--- start ---

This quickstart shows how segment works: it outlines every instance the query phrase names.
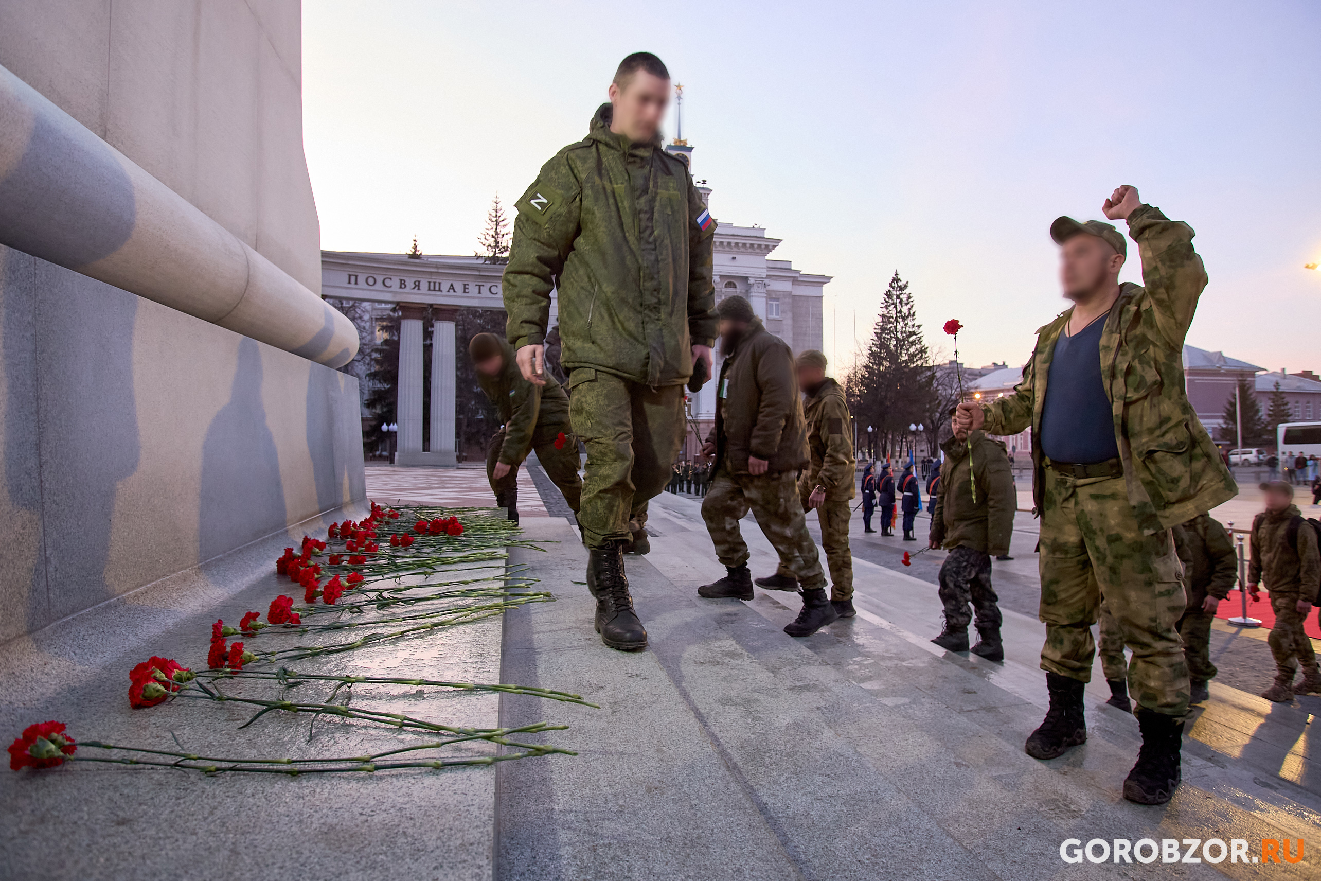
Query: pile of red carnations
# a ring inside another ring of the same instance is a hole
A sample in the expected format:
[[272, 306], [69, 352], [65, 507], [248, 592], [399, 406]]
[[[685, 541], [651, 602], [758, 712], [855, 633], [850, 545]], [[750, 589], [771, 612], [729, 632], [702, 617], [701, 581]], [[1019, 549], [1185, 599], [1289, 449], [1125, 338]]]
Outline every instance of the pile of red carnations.
[[413, 532], [419, 535], [462, 535], [464, 524], [458, 522], [457, 516], [446, 516], [444, 520], [440, 518], [417, 520], [413, 523]]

--- end ---

- Task prompt
Could you quote every row above word for word, omitting the pictures?

- Task answer
This quickstart shows how segment works: it outlines every instance the query phrase names.
Query: pile of red carnations
# a ring inside another ring of the same instance is a hole
A sample in the expected format:
[[272, 306], [69, 352], [65, 507], [248, 592], [399, 406]]
[[[685, 541], [651, 602], [758, 712], [855, 633], [850, 545]], [[750, 589], [771, 612], [729, 632], [702, 617], [701, 581]], [[1019, 549], [1185, 599], [1289, 449], [1125, 338]]]
Outline every instance of the pile of red carnations.
[[413, 532], [419, 535], [462, 535], [464, 524], [458, 522], [457, 516], [446, 516], [444, 520], [440, 518], [417, 520], [413, 523]]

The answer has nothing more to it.